*** Provided text ***

San Francisco’s a city defined by its proximity to the Pacific ocean, a massive expanse of saline water we continuously take for granted.
Humans are profoundly naive; we’ve become increasingly detached from the natural world. And away from the reality of what our ecosystems can carry — from the resources we use, the pollutants we release; the oceans we contaminate.
Like the climate, our oceans, too, are warming at an alarming rate.
Earth’s oceans are hotter than ever before, causing a loss of marine biodiversity we can’t truly comprehend. (The glossy PSAs about coral bleaching are striking and sobering, but how a warming planet is affecting the open and deep oceans is still only briefly understood.) What we do know for certain, however, is that life on the land is tied to whatever happens in the oceans.
Warming seas have threatened the very livelihoods of coastal communities that rely on fish supplies to feed themselves. With dystopian algae blooms becoming more common in our oceans, drinking water supplies are more at-risk of harboring deadly pathogens. Jellyfish are, quite literally, taking over the seas. Man-sized squids continue to expand their ranges. Islands of single-use plastics mound as sea levels rise.
The Bay Area, itself, could sit below sea level before even the turn of the half-century.
On World Oceans Day 2021, let’s both celebrate the coastal waters we so fondly cherish, while also expanding our practical consciousness on what it means to protect them.
(I.e. do your absolute best to thwart your water unnecessary consumption — so stop synonymizing cleaning yourself with a bubble bath. Take a three-, five-minute shower. Stop flushing urine every time your toilet water fills with a yellow murk; flush every other time or every third time. Better yet: pee in the sink. Or even go as far as to embrace composting toilets. Ditch plastic straws, entirely.)

*** End of Provided text ***
*** Input data ***

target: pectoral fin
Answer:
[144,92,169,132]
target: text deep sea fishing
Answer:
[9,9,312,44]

*** End of Input data ***

*Exercise requirements*. Rewrite the passage of the text on ocean warming from "On World Oceans" up to and including "to protect them.", changing "cherish" to "treasure". The records were drawn from a separate source.

*Result*.
On World Oceans Day 2021, let’s both celebrate the coastal waters we so fondly treasure, while also expanding our practical consciousness on what it means to protect them.